## TEXT SEGMENT
════════════════

History

The History of Padel

From a private court in Acapulco to a global club sport, this is how padel found its shape and spread.

Coastal Acapulco padel court illustration in the More Padel editorial style

Padel began as a practical answer to a spatial problem.

In 1969, Mexican businessman Enrique Corcuera wanted a place to play at his home in Las Brisas, Acapulco. The space was too small for a full tennis court, so he worked with what he had: a 20-by-10-metre court, a net across the middle, and walls around the playing area. The walls were not decoration. They kept the ball in play and changed the rhythm of the game.

That single decision gave padel its identity. Tennis gives you open space. Squash gives you walls. Padel sits between them, borrowing the rally structure of a racket sport and the rebound logic of an enclosed court.

Corcuera’s wife, Viviana, helped give the game its first written shape. According to the International Padel Federation, she drafted an early set of rules and gave them to him as a birthday gift. What began as a domestic invention was already becoming something repeatable: a court size, a way to score, a shared understanding of how the wall could be part of the point.

From Acapulco to Marbella

The sport might have stayed a private curiosity if it had not travelled through friendship.

Prince Alfonso of Hohenlohe, founder of the Marbella Club Hotel, visited Corcuera in Mexico and played the game at his home. He understood quickly that it had the qualities resorts and clubs look for: it was social, compact, easier to start than tennis, and still technical enough to reward serious players.

In the early 1970s, Hohenlohe brought padel to Spain and built courts at the Marbella Club in Andalusia. That move changed the scale of the game. In Marbella, padel was no longer only a backyard solution. It became a club experience, played by guests, friends, and eventually a wider social circle along the Costa del Sol.

The timing mattered. Marbella in the 1970s was a meeting point for European and Latin American families, athletes, entrepreneurs, and regular travellers. A game that was easy to explain and difficult to stop playing could move quickly in that setting.

Illustrated map showing padel spreading from Acapulco to Marbella and Argentina
From Acapulco, the game moved through Marbella and into Argentina.

Argentina makes it a culture

Around the same period, the sport crossed the Atlantic again.

Julio Menditeguy, an Argentine connected to Hohenlohe’s tennis circle in Marbella, brought padel to Argentina. Courts appeared at clubs including Club Tortugas and Mar del Plata Ocean Club, and the game found a country already deeply comfortable with club sport, doubles play, and intense recreational competition.

Argentina did more than adopt padel. It gave the sport a competitive personality.

By the 1980s, Argentina had become one of padel’s strongest homes. The Asociacion Padel Argentino was founded in 1988, and that same year Spain and Argentina played one of the first major international competitions in Mar del Plata. The rivalry between the two countries would define much of the sport’s elite level for decades.

════════════════

## INFORMATION SUPPLIED
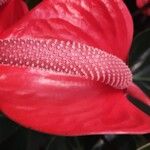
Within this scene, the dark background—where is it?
[0,0,150,150]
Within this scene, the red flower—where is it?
[0,0,28,33]
[0,0,150,135]
[136,0,150,16]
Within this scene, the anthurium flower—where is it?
[0,0,28,33]
[0,0,150,135]
[136,0,150,16]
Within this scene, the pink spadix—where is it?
[0,0,8,6]
[0,38,150,105]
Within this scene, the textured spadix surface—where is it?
[0,39,150,135]
[0,0,28,34]
[0,0,7,6]
[0,0,150,135]
[0,39,132,89]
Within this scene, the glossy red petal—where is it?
[0,0,133,60]
[0,66,150,135]
[136,0,150,16]
[0,0,28,33]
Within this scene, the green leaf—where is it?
[129,29,150,95]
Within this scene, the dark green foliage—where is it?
[0,0,150,150]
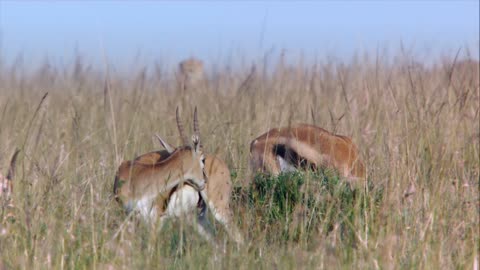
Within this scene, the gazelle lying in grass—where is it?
[0,149,20,231]
[114,108,243,244]
[250,124,366,180]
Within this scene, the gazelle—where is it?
[115,108,243,244]
[250,124,366,180]
[0,149,20,231]
[178,57,205,90]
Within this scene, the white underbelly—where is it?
[165,185,200,217]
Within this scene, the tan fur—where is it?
[250,124,366,179]
[122,150,243,244]
[114,108,243,247]
[0,149,20,235]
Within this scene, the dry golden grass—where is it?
[0,49,480,269]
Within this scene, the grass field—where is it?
[0,49,480,269]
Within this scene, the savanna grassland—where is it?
[0,47,480,269]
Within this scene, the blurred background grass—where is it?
[0,48,480,269]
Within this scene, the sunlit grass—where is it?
[0,49,480,269]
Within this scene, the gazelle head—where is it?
[155,107,207,191]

════════════════

## WHAT IS ASKED
1. Using the padel history, answer each question below on its own line.
(a) What were the dimensions of the court Enrique Corcuera built at his home?
(b) Where did Prince Alfonso of Hohenlohe build padel courts in the early 1970s?
(c) In what year was the Asociacion Padel Argentino founded?
2. Locate every line in the listing that contains the string "gazelle", matching case, and copy each of those lines.

## TASK-BY-TASK RESULTS
1.
(a) 20 by 10 metres
(b) At the Marbella Club in Andalusia, Spain
(c) 1988

2.
Within this scene, the gazelle lying in grass—where is it?
Within this scene, the gazelle—where is it?
Within this scene, the gazelle head—where is it?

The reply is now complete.